#### Data for processing ####

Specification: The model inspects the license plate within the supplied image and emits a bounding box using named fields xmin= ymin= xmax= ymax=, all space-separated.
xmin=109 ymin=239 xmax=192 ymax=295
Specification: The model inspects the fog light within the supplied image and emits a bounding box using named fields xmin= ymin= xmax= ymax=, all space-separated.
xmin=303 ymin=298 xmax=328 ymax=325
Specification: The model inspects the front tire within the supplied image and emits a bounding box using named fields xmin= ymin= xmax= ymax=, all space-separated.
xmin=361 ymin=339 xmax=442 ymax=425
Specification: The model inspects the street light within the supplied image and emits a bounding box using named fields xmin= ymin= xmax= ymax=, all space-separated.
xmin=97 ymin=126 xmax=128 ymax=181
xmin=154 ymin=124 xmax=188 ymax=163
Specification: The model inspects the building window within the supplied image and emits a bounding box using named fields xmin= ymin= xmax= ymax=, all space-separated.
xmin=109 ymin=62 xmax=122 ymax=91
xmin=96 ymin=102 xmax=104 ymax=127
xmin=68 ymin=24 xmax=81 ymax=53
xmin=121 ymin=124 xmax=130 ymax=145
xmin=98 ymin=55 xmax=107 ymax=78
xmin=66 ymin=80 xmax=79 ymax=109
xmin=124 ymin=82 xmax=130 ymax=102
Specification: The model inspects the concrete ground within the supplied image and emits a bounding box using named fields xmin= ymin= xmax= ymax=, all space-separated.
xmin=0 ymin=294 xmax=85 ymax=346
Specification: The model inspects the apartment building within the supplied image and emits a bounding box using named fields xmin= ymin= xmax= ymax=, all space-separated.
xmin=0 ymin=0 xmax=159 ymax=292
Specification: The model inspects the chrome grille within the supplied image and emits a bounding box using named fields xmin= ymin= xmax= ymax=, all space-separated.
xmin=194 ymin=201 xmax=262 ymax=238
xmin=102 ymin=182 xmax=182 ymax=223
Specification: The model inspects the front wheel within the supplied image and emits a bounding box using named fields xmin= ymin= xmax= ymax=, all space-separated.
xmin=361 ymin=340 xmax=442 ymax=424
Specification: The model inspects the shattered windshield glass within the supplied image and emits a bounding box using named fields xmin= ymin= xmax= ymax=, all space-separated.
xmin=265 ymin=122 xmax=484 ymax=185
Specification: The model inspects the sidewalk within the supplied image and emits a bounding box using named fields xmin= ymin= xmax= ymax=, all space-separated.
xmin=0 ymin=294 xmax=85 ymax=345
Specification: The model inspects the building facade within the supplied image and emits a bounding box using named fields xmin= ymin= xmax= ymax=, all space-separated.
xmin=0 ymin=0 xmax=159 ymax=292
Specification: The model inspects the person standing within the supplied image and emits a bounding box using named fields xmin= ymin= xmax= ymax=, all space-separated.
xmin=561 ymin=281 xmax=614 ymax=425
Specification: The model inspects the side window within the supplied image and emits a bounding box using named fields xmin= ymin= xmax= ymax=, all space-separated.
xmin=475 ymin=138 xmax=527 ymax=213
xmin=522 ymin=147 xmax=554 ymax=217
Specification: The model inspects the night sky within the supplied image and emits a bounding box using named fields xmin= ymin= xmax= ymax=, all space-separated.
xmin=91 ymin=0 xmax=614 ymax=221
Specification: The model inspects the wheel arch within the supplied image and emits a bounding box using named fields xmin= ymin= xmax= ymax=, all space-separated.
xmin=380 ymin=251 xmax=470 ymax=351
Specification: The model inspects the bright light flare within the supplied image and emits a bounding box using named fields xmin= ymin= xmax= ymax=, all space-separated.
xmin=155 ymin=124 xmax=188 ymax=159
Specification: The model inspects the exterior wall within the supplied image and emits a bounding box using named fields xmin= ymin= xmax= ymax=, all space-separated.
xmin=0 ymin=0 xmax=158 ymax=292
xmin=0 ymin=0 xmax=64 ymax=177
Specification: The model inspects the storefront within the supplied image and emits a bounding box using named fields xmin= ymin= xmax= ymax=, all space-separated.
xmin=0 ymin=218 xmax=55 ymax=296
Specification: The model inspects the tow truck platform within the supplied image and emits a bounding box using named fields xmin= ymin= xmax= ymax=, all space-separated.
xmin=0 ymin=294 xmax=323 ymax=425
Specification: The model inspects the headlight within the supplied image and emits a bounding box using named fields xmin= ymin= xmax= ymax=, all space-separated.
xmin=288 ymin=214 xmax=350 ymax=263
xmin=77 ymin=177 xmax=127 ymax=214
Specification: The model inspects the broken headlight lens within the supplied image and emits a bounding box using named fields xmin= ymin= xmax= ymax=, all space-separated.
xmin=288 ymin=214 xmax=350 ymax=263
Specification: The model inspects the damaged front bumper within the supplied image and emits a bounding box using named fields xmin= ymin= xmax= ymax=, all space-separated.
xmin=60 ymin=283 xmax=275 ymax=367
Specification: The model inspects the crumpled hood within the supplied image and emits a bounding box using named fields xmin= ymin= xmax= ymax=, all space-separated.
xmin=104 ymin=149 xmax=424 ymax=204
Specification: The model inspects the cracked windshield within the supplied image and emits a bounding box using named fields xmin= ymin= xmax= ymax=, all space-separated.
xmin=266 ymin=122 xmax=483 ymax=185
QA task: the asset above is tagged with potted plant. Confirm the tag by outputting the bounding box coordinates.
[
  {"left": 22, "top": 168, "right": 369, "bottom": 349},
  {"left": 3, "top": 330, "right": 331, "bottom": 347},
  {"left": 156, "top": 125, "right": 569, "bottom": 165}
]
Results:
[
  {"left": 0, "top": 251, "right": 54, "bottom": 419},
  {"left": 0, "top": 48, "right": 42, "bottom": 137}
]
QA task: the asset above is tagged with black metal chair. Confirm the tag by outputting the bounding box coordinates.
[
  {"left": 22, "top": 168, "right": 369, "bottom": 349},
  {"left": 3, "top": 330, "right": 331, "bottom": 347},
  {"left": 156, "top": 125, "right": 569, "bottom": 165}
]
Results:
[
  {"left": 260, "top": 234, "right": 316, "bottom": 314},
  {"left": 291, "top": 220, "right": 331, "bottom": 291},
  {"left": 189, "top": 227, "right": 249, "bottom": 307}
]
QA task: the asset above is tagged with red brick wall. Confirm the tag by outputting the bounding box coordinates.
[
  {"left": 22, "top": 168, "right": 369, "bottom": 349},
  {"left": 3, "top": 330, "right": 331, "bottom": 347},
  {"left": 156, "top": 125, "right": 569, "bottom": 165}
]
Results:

####

# Exercise objective:
Please write out all the entries above again, switching every "bounding box" to "bounding rectangle" and leaving everything else unchanged.

# Output:
Specification: The model inspects the license plate within the supplied image and emits a bounding rectangle using named fields xmin= ymin= xmax= ymax=, all space-separated.
xmin=109 ymin=239 xmax=192 ymax=295
Specification: The model inspects the fog light within the supplied image and emits a bounding rectangle using named fields xmin= ymin= xmax= ymax=, all space-separated.
xmin=303 ymin=298 xmax=328 ymax=325
Specification: The model inspects the front tire within the supplied image and emits a bounding rectangle using named fields xmin= ymin= xmax= ymax=, all space-separated.
xmin=361 ymin=339 xmax=442 ymax=425
Specification: The model inspects the street light within the supplied image and emits a bounding rectangle using named fields xmin= ymin= xmax= ymax=, all space-separated.
xmin=97 ymin=126 xmax=128 ymax=181
xmin=154 ymin=124 xmax=188 ymax=163
Specification: The model inspects the building window within the supplied image and emits a bounding rectangle using named fields xmin= ymin= xmax= ymax=, all space-separated.
xmin=109 ymin=62 xmax=122 ymax=91
xmin=96 ymin=102 xmax=104 ymax=127
xmin=68 ymin=24 xmax=81 ymax=53
xmin=121 ymin=124 xmax=130 ymax=145
xmin=98 ymin=55 xmax=107 ymax=78
xmin=66 ymin=80 xmax=79 ymax=109
xmin=124 ymin=82 xmax=130 ymax=102
Specification: The model inspects the concrete ground within the supplied image and emits a bounding rectangle using named fields xmin= ymin= xmax= ymax=, all space-separated.
xmin=0 ymin=294 xmax=85 ymax=346
Specification: The model inspects the apartment building within the supplied image and emits a bounding rectangle using named fields xmin= ymin= xmax= ymax=, all space-separated.
xmin=0 ymin=0 xmax=159 ymax=292
Specification: The model inspects the chrome grille within the supplied image and emits a bounding rectangle using named fields xmin= ymin= xmax= ymax=, all space-separated.
xmin=194 ymin=201 xmax=262 ymax=238
xmin=102 ymin=182 xmax=182 ymax=223
Specification: The model inspects the front wheel within the supplied image and emits a bounding rectangle using named fields xmin= ymin= xmax= ymax=, all space-separated.
xmin=361 ymin=340 xmax=442 ymax=424
Specification: The model inspects the shattered windshield glass within the supplied image and emits a bounding rectangle using named fields xmin= ymin= xmax= ymax=, all space-separated.
xmin=265 ymin=122 xmax=484 ymax=185
Specification: The model inspects the sidewalk within the supplied image and emits a bounding rectangle using named fields xmin= ymin= xmax= ymax=, all space-separated.
xmin=0 ymin=294 xmax=85 ymax=345
Specification: The model inspects the building facade within the supplied image and emits a bounding rectangle using named fields xmin= ymin= xmax= ymax=, all space-separated.
xmin=0 ymin=0 xmax=159 ymax=292
Specification: The model inspects the person standing within the supplied image and emits a bounding rectangle using named fields xmin= ymin= xmax= ymax=, all space-separated.
xmin=561 ymin=281 xmax=614 ymax=425
Specification: The model inspects the side window within the supplied image and emits a bounding rectangle using named fields xmin= ymin= xmax= ymax=, all space-separated.
xmin=475 ymin=138 xmax=527 ymax=213
xmin=522 ymin=147 xmax=554 ymax=217
Specification: The model inspects the night sky within the supplied image and emits a bounding rectangle using named fields xmin= ymin= xmax= ymax=, all space-separated.
xmin=91 ymin=0 xmax=614 ymax=221
Specification: The model inspects the wheel arch within the supplied image and emits a bounding rectangle using named fields xmin= ymin= xmax= ymax=, all space-separated.
xmin=380 ymin=251 xmax=470 ymax=351
Specification: The model inspects the bright light flare within the supplied image and emits a bounding rectangle using named fields xmin= ymin= xmax= ymax=, all space-separated.
xmin=155 ymin=124 xmax=188 ymax=159
Specification: The model inspects the exterior wall within the supplied image and emits a bounding rectangle using named fields xmin= ymin= xmax= ymax=, all space-separated.
xmin=0 ymin=0 xmax=158 ymax=292
xmin=0 ymin=0 xmax=64 ymax=177
Specification: The model inspects the storefront within the supplied image and emits a bounding rectangle using named fields xmin= ymin= xmax= ymax=, all space-separated.
xmin=0 ymin=218 xmax=55 ymax=296
Specification: The model inspects the tow truck platform within the supplied image and emits a bounding rectangle using named fields xmin= ymin= xmax= ymax=, all space-separated.
xmin=0 ymin=294 xmax=323 ymax=425
Specification: The model inspects the headlight within the supplied image and emits a bounding rectangle using named fields xmin= ymin= xmax= ymax=, all space-separated.
xmin=288 ymin=214 xmax=350 ymax=263
xmin=77 ymin=177 xmax=127 ymax=214
Specification: The model inspects the broken headlight lens within the supplied image and emits a bounding rectangle using named fields xmin= ymin= xmax= ymax=, all space-separated.
xmin=288 ymin=214 xmax=350 ymax=263
Specification: The model inspects the damaged front bumper within the supplied image and emits a bounding rectangle using named fields xmin= ymin= xmax= ymax=, all space-separated.
xmin=60 ymin=283 xmax=275 ymax=367
Specification: The model inspects the crumpled hood within the supplied image and emits a bounding rectangle using named fields xmin= ymin= xmax= ymax=, all space-separated.
xmin=104 ymin=149 xmax=424 ymax=204
Specification: The model inspects the cracked windshield within the supplied image and emits a bounding rectangle using named fields xmin= ymin= xmax= ymax=, all space-separated.
xmin=266 ymin=122 xmax=483 ymax=185
QA task: the asset above is tagged with potted plant. Confirm the tag by outputting the bounding rectangle coordinates.
[
  {"left": 22, "top": 168, "right": 369, "bottom": 349},
  {"left": 3, "top": 330, "right": 331, "bottom": 347},
  {"left": 156, "top": 125, "right": 569, "bottom": 165}
]
Results:
[
  {"left": 0, "top": 251, "right": 54, "bottom": 419},
  {"left": 0, "top": 48, "right": 42, "bottom": 137}
]
QA task: the asset above is tagged with black metal chair. Confirm the tag by outputting the bounding rectangle coordinates.
[
  {"left": 22, "top": 168, "right": 369, "bottom": 349},
  {"left": 3, "top": 330, "right": 331, "bottom": 347},
  {"left": 156, "top": 125, "right": 569, "bottom": 165}
]
Results:
[
  {"left": 260, "top": 234, "right": 316, "bottom": 314},
  {"left": 291, "top": 220, "right": 331, "bottom": 291},
  {"left": 189, "top": 227, "right": 249, "bottom": 307}
]
QA task: the asset above is tagged with red brick wall. Confirm the tag by outputting the bounding rectangle coordinates.
[
  {"left": 22, "top": 168, "right": 369, "bottom": 349},
  {"left": 3, "top": 330, "right": 331, "bottom": 347},
  {"left": 156, "top": 125, "right": 569, "bottom": 165}
]
Results:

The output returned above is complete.